START GIVEN DATA
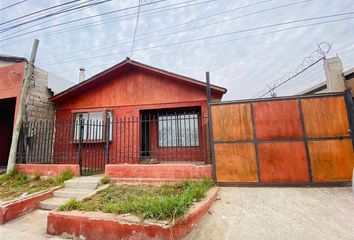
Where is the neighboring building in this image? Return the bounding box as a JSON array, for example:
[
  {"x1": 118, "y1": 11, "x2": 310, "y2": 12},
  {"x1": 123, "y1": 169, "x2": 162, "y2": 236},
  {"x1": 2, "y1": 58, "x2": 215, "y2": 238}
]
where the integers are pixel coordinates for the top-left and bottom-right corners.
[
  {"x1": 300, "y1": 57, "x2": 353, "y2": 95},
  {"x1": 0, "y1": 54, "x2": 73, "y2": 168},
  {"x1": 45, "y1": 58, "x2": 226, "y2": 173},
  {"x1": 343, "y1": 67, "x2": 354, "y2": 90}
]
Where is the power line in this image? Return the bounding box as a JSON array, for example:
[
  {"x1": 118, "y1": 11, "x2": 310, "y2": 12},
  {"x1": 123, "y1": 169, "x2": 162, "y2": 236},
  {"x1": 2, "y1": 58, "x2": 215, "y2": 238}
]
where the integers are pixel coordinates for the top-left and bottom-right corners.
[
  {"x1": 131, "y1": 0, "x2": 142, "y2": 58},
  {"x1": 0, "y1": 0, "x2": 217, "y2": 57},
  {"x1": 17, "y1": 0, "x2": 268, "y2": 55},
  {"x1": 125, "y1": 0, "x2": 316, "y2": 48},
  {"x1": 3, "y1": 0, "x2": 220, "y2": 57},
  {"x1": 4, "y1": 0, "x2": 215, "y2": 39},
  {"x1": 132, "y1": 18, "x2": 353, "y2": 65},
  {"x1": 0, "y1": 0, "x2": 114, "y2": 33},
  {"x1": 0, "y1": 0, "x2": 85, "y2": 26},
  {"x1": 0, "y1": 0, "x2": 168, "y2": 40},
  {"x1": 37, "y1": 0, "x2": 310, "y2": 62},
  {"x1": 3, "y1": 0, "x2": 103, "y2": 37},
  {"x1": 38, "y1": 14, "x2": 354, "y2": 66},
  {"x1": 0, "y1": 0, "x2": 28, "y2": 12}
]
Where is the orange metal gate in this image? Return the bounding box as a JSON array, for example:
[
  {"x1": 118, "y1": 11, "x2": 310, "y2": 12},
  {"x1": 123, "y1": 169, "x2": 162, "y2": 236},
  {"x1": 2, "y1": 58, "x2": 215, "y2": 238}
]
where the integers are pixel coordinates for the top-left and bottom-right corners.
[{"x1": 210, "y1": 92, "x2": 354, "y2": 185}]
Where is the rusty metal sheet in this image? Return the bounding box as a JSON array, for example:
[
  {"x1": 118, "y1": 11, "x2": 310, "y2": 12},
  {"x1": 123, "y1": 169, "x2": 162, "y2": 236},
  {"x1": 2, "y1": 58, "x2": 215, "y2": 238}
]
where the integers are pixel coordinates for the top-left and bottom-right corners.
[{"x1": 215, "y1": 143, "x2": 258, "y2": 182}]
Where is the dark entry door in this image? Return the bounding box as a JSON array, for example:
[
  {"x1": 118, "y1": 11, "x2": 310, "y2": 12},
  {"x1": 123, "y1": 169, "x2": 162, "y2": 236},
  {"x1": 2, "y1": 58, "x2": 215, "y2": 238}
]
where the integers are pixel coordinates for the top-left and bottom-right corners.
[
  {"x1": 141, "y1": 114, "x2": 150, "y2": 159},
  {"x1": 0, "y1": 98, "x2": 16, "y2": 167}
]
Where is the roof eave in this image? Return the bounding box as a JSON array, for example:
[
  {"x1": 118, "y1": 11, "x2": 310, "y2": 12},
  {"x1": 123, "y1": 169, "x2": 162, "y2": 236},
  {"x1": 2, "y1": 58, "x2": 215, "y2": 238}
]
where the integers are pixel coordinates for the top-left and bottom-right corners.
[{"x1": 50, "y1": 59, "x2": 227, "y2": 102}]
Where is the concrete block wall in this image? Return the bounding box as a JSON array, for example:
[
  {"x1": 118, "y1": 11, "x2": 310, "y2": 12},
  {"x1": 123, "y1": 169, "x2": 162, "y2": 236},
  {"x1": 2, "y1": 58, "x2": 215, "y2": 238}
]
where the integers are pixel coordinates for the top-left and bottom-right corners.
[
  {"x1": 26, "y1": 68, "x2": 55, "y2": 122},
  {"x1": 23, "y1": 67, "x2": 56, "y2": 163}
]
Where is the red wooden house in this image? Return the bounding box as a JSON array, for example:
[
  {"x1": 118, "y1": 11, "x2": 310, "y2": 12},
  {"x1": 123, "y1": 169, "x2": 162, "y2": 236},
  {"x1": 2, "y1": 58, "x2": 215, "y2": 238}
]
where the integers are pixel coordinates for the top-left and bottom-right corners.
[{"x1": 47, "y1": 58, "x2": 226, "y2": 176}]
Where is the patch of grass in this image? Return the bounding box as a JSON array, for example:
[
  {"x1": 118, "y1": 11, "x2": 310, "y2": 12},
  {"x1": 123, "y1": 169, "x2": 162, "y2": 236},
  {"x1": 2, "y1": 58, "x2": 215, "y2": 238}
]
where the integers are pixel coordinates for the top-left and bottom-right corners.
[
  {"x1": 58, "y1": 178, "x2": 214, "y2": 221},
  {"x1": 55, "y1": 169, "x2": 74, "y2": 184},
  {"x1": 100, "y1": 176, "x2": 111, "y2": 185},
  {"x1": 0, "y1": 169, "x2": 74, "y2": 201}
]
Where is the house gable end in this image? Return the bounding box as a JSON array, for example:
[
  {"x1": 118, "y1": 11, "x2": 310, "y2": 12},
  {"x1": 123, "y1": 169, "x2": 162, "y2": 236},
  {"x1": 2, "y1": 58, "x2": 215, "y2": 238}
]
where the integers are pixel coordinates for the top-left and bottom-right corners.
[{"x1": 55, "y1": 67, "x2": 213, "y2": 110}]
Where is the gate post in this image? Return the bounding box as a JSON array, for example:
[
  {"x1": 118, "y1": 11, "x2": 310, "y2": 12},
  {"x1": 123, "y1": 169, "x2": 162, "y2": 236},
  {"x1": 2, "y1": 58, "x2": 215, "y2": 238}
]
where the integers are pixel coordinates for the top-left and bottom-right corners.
END GIVEN DATA
Give back the records word for word, without their pictures.

__ANSWER FOR THIS EXERCISE__.
Where is the neighboring building in this image? Return the bounding box as a JSON array, for example:
[
  {"x1": 118, "y1": 11, "x2": 310, "y2": 12},
  {"x1": 123, "y1": 169, "x2": 162, "y2": 236},
  {"x1": 2, "y1": 58, "x2": 215, "y2": 238}
]
where the integers are pixel coordinates for the top-left and bottom-right corners.
[
  {"x1": 300, "y1": 57, "x2": 353, "y2": 95},
  {"x1": 0, "y1": 54, "x2": 73, "y2": 168},
  {"x1": 45, "y1": 58, "x2": 226, "y2": 173},
  {"x1": 343, "y1": 67, "x2": 354, "y2": 90}
]
Where is the power line in this image? Return the bounding box as a JSON array, for example:
[
  {"x1": 118, "y1": 11, "x2": 310, "y2": 12},
  {"x1": 123, "y1": 169, "x2": 162, "y2": 236},
  {"x1": 2, "y1": 58, "x2": 215, "y2": 238}
]
where the integers are pixel coordinates for the top-left and bottom-right corners.
[
  {"x1": 131, "y1": 0, "x2": 142, "y2": 58},
  {"x1": 0, "y1": 0, "x2": 217, "y2": 57},
  {"x1": 17, "y1": 0, "x2": 268, "y2": 55},
  {"x1": 125, "y1": 0, "x2": 316, "y2": 48},
  {"x1": 3, "y1": 0, "x2": 220, "y2": 57},
  {"x1": 4, "y1": 0, "x2": 215, "y2": 39},
  {"x1": 132, "y1": 18, "x2": 353, "y2": 65},
  {"x1": 0, "y1": 0, "x2": 114, "y2": 33},
  {"x1": 0, "y1": 0, "x2": 85, "y2": 26},
  {"x1": 0, "y1": 0, "x2": 168, "y2": 40},
  {"x1": 37, "y1": 0, "x2": 310, "y2": 62},
  {"x1": 3, "y1": 0, "x2": 103, "y2": 37},
  {"x1": 38, "y1": 14, "x2": 354, "y2": 66},
  {"x1": 0, "y1": 0, "x2": 28, "y2": 12}
]
Where is the orange metal gate in this image? Return the bounding box as a JSON array, for example:
[
  {"x1": 118, "y1": 11, "x2": 310, "y2": 12},
  {"x1": 123, "y1": 169, "x2": 162, "y2": 236},
  {"x1": 2, "y1": 58, "x2": 215, "y2": 238}
]
where the integers are pixel coordinates for the top-left and bottom-right corners.
[{"x1": 210, "y1": 92, "x2": 354, "y2": 185}]
Where is the rusty metal sheet in this image? Return the bounding box as a JSON array, for example:
[
  {"x1": 118, "y1": 11, "x2": 310, "y2": 12},
  {"x1": 123, "y1": 169, "x2": 162, "y2": 236},
  {"x1": 2, "y1": 58, "x2": 215, "y2": 238}
]
where the integers are pixel coordinates for the top-left and bottom-right corners.
[{"x1": 215, "y1": 143, "x2": 258, "y2": 182}]
Where is the dark entry door in this image? Return the bounding box as a JSON array, for example:
[
  {"x1": 118, "y1": 11, "x2": 310, "y2": 12},
  {"x1": 123, "y1": 169, "x2": 162, "y2": 236},
  {"x1": 2, "y1": 58, "x2": 215, "y2": 238}
]
where the integers are pixel coordinates for the top-left and bottom-right corners.
[
  {"x1": 141, "y1": 114, "x2": 150, "y2": 159},
  {"x1": 0, "y1": 98, "x2": 16, "y2": 167}
]
Where is the roof eave in this image? Return the bounding box as a JSON array, for example:
[
  {"x1": 118, "y1": 11, "x2": 310, "y2": 12},
  {"x1": 123, "y1": 169, "x2": 162, "y2": 236},
  {"x1": 2, "y1": 58, "x2": 215, "y2": 238}
]
where the integers are pixel coordinates for the top-left and bottom-right corners.
[{"x1": 50, "y1": 59, "x2": 227, "y2": 102}]
Where is the concrete block wall in this image? Return the bounding box as a JSON array, for example:
[
  {"x1": 118, "y1": 11, "x2": 310, "y2": 12},
  {"x1": 123, "y1": 169, "x2": 162, "y2": 236},
  {"x1": 2, "y1": 58, "x2": 215, "y2": 238}
]
where the integers are pixel coordinates for the top-left and bottom-right corners.
[
  {"x1": 26, "y1": 68, "x2": 55, "y2": 122},
  {"x1": 23, "y1": 67, "x2": 56, "y2": 163}
]
Where is the red wooden house in this image? Return the bounding box as a JSON array, for example:
[
  {"x1": 118, "y1": 11, "x2": 310, "y2": 12},
  {"x1": 123, "y1": 169, "x2": 162, "y2": 236},
  {"x1": 2, "y1": 58, "x2": 215, "y2": 238}
]
where the integers are pixel coordinates for the top-left and bottom-right corners.
[{"x1": 47, "y1": 58, "x2": 226, "y2": 176}]
Where is the patch of grass in this image? Return the bounding box as a JSON array, for example:
[
  {"x1": 118, "y1": 11, "x2": 310, "y2": 12},
  {"x1": 123, "y1": 169, "x2": 162, "y2": 236},
  {"x1": 2, "y1": 58, "x2": 215, "y2": 238}
]
where the integers are pixel coordinates for the top-left and bottom-right corners.
[
  {"x1": 58, "y1": 178, "x2": 214, "y2": 221},
  {"x1": 55, "y1": 169, "x2": 74, "y2": 184},
  {"x1": 100, "y1": 176, "x2": 111, "y2": 185},
  {"x1": 0, "y1": 169, "x2": 74, "y2": 201}
]
Where is the house gable end in this image? Return the bounding box as a JSON array, for example:
[
  {"x1": 118, "y1": 11, "x2": 310, "y2": 12},
  {"x1": 123, "y1": 169, "x2": 162, "y2": 236},
  {"x1": 2, "y1": 58, "x2": 215, "y2": 238}
]
where the integers are pixel coordinates for the top-left and bottom-right corners.
[{"x1": 55, "y1": 67, "x2": 213, "y2": 110}]
Where is the gate post in this image? Return the bounding box as a JSON array, for example:
[
  {"x1": 118, "y1": 11, "x2": 310, "y2": 12},
  {"x1": 123, "y1": 169, "x2": 162, "y2": 236},
  {"x1": 2, "y1": 58, "x2": 215, "y2": 238}
]
where the integers are pixel coordinates for the top-left and bottom-right corners.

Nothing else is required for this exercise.